Given task 1:
In the listing, substitute "knee brace" for "knee wrap" in the lines starting at the one containing "--target man's knee wrap" and ending at the one containing "Give the mask of every instance of the man's knee". Return only those lines, with nothing else changed.

Another case of someone not finding the forest because of all the trees . It's part of the LabVIEW online documentation for quite some time already. Based on that document too. Help->LabVIEW Help...->Fundamentals->How LabVIEW Stores Data. Opening the help and searching for flatten would have given you this in less time than it took to write your post.

LabVIEW scripting was an adhoc feature until 2010. Meaning it was developed and implemented as people inside NI came with some use cases for tools, either internal or for inclusion with LabVIEW. As such it's support of methods and object type is quite scattered. Adding method X to object Z didn't mean that this method was automatically added to all other objects. And adding new objects type such as - let's call it for now - the binary custom control, didn't mean that all the scripting methods from similar objects were implemented and depending where it was placed in the object hierarchy it only inherited limited scripting support from more generic object types. With scripting now being an official part of LabVIEW, this will probably slowly improve, but the play field created already so far is way to large to cover it in one or two LabVIEW upgrades alone. If it doesn't work in 8.5 then that is most likely just the way it is and there is no way around that but to upgrade (or not use that feature). Once you start working with scripting more you will quickly notice that you run into methods and properties that are there but either do nothing or return an error such as "Not implemented" until you upgrade to a newer version. And sometimes it simply crashes until you upgrade. Not much we can do. If LabVIEW would be open source we could take those fixes and backport them to earlier versions, but I will probably be retired when LabVIEW gets open source, if ever.

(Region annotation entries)
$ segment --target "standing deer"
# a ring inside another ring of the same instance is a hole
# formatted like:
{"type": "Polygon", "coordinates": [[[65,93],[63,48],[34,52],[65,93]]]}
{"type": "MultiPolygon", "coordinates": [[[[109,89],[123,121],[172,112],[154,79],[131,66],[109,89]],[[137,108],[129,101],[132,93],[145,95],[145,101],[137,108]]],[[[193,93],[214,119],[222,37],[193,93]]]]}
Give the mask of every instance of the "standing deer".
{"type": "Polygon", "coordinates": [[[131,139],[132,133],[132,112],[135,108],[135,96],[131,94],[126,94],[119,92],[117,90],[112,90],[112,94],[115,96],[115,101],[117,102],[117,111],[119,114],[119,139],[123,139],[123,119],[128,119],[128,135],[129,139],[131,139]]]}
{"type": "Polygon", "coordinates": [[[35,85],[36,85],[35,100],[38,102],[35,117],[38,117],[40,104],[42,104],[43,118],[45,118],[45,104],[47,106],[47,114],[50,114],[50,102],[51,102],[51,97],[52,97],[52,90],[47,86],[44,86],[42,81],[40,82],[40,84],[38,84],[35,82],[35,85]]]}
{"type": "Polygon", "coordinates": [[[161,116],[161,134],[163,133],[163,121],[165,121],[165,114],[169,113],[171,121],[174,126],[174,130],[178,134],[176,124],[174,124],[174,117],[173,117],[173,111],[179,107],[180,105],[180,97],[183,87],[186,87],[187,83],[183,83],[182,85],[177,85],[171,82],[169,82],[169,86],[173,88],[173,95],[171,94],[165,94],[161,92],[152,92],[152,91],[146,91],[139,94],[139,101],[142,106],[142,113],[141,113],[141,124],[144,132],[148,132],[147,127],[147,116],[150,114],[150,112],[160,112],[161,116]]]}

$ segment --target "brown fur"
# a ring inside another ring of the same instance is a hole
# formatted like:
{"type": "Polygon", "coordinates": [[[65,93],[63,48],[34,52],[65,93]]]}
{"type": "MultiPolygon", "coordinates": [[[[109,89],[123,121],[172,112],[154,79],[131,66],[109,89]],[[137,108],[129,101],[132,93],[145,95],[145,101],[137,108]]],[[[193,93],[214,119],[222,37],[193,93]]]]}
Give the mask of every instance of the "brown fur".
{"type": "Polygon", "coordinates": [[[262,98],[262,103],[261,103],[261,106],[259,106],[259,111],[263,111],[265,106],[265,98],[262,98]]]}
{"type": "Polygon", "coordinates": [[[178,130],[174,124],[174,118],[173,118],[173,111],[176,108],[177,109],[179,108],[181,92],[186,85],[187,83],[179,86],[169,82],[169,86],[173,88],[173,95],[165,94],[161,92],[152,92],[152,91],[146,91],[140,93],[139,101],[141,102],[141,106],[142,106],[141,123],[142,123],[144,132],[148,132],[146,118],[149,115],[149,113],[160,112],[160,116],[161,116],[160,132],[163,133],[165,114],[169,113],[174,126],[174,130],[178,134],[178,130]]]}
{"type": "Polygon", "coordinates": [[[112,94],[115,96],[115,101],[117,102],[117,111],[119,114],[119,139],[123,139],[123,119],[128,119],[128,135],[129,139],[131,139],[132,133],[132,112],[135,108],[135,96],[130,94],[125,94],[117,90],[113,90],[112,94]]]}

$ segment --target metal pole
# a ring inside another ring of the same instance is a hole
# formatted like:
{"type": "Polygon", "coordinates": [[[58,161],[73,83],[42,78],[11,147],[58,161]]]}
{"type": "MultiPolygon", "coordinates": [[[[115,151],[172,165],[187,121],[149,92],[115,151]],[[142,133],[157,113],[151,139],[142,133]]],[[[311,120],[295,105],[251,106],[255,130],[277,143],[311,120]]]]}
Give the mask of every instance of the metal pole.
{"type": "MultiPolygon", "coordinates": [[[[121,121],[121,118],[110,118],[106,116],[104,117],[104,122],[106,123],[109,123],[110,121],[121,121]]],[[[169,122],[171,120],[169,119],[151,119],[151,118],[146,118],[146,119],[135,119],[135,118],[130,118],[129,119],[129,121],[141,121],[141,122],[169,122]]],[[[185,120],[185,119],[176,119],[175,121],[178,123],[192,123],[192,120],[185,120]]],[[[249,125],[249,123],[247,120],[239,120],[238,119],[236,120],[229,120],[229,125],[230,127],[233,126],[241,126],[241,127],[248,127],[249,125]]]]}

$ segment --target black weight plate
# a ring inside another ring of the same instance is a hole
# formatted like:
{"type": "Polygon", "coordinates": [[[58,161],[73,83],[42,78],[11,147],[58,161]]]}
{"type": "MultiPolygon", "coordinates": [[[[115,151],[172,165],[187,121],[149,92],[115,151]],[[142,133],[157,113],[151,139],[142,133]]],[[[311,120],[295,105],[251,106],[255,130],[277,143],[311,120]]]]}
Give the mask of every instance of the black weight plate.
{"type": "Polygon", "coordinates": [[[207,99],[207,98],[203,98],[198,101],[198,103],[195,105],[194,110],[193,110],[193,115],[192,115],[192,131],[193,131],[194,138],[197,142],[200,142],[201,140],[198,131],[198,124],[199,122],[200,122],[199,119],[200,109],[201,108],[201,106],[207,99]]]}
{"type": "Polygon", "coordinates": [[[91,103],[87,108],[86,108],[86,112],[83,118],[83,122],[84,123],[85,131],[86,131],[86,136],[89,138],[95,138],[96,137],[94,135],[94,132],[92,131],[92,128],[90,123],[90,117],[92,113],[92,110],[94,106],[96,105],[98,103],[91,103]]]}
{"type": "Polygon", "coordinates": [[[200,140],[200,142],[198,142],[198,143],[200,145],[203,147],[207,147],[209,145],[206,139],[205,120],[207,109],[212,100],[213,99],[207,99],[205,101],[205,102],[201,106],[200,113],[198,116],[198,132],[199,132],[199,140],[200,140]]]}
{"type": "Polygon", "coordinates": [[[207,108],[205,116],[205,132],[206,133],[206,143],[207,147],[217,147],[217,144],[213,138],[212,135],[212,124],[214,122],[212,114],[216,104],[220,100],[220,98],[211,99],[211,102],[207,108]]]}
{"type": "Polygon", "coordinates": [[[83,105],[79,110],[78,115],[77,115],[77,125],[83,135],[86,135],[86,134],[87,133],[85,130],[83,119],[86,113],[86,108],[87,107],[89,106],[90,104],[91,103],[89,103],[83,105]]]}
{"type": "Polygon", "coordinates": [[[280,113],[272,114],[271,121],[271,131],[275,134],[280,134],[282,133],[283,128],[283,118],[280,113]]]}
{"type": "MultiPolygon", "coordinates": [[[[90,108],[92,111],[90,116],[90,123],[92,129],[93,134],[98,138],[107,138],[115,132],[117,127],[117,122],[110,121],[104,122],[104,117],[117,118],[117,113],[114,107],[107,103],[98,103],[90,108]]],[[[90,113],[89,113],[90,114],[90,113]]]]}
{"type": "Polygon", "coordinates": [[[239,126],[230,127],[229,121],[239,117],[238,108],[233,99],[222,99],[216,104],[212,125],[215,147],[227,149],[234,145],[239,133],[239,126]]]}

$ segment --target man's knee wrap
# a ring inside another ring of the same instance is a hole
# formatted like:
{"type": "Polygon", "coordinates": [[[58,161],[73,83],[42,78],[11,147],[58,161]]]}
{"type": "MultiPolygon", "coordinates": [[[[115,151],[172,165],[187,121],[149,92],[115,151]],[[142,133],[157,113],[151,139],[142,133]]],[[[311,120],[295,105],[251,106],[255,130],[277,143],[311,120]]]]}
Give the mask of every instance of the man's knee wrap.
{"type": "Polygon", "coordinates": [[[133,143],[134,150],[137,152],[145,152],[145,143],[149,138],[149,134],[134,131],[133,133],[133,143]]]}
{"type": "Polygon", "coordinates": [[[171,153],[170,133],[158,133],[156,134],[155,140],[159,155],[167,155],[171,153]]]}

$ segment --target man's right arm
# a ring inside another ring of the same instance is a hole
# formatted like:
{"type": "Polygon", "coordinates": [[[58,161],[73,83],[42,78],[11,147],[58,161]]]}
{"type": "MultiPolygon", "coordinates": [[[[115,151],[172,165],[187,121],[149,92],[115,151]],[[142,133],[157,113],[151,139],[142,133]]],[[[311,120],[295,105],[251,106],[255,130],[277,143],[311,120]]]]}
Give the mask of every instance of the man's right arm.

Given task 2:
List, in order, each step of the help menu path that the forum excerpt gives.

Complete response 1:
$ segment --target man's knee brace
# a ring inside another ring of the same instance is a hole
# formatted like:
{"type": "Polygon", "coordinates": [[[58,161],[73,83],[42,78],[11,147],[58,161]]]}
{"type": "MultiPolygon", "coordinates": [[[[115,151],[172,165],[187,121],[149,92],[115,151]],[[142,133],[157,113],[151,139],[142,133]]],[[[311,120],[295,105],[251,106],[255,130],[277,143],[311,120]]]]}
Give the mask of every instance of the man's knee brace.

Complete response 2:
Help
LabVIEW Help...
Fundamentals
How LabVIEW Stores Data